### Exercise brief
Which lines of the records below contain the word "handle"? Copy each one, treating uppercase and lowercase as different.

(Records in a dataset)

=-=-=-=-=

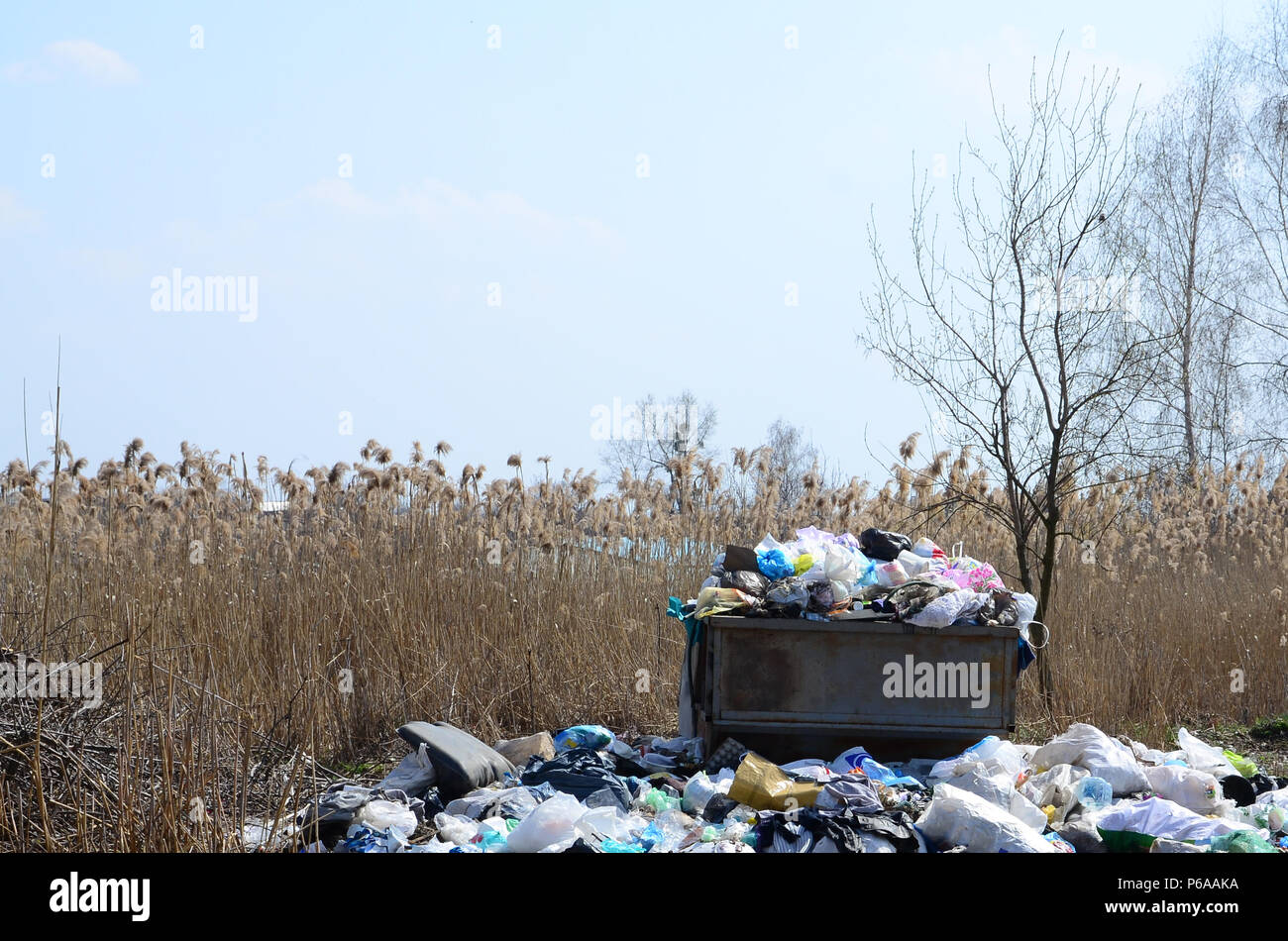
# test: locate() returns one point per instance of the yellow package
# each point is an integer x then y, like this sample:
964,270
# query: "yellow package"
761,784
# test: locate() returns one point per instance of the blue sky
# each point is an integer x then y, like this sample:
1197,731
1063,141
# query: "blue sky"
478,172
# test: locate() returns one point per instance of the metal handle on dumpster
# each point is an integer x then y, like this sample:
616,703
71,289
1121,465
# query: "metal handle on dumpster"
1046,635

=-=-=-=-=

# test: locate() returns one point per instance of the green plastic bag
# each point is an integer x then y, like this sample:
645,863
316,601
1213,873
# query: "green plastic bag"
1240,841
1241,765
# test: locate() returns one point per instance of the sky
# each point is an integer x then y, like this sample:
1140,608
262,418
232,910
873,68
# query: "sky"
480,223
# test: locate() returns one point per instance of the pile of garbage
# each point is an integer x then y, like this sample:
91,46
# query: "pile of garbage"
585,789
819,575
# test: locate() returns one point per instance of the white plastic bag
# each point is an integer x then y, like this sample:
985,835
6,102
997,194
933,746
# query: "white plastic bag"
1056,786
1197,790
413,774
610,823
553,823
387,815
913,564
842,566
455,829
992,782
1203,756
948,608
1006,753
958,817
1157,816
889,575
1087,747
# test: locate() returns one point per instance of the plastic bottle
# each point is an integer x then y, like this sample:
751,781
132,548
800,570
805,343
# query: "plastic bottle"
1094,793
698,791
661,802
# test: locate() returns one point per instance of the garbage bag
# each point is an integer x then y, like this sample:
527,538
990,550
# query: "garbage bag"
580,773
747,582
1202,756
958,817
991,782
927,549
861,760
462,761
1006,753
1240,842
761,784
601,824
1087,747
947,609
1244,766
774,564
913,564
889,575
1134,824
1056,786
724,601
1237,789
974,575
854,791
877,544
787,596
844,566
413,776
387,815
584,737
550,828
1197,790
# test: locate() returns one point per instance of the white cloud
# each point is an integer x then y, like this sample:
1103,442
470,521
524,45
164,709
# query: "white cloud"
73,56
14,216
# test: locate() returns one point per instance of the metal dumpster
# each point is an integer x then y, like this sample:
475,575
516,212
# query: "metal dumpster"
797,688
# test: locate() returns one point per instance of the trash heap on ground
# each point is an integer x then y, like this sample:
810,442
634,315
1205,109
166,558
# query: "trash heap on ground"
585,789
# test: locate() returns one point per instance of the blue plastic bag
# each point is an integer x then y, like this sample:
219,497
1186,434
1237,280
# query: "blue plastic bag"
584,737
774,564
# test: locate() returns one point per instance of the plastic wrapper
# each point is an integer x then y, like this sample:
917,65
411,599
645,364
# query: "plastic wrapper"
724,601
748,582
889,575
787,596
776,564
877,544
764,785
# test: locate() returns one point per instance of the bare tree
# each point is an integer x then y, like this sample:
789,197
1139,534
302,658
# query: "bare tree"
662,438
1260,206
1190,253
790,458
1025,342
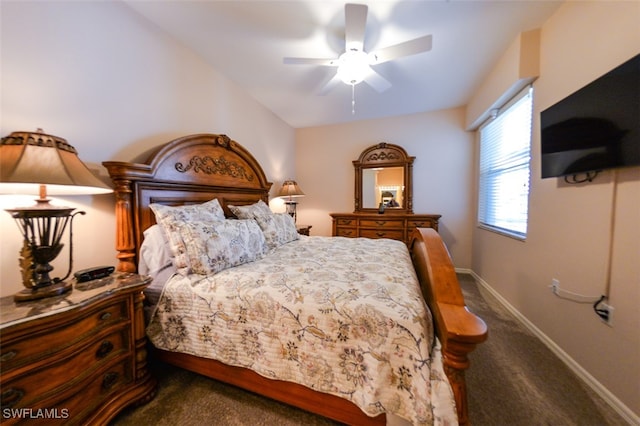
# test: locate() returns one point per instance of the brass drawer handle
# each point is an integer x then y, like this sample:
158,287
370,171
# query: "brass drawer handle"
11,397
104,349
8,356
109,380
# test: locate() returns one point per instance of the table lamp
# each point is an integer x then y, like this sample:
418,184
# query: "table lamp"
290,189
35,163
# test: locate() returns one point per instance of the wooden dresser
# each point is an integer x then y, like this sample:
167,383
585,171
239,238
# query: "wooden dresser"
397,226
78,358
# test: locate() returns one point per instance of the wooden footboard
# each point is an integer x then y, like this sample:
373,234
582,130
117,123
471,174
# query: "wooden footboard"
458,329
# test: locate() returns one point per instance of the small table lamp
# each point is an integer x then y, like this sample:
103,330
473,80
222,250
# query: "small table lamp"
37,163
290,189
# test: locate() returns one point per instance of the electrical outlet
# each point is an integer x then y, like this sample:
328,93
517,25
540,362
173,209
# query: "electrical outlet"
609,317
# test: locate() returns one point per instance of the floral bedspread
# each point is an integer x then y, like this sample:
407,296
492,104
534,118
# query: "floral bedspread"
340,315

=-=-=-=-=

### Output below
# test: locate() returns one point per instance of the metal handle on dumpster
# query: "metal handle on dumpster"
# test: locate() returns one point per instance of the brass drawer handle
# query: "brass drawer handle"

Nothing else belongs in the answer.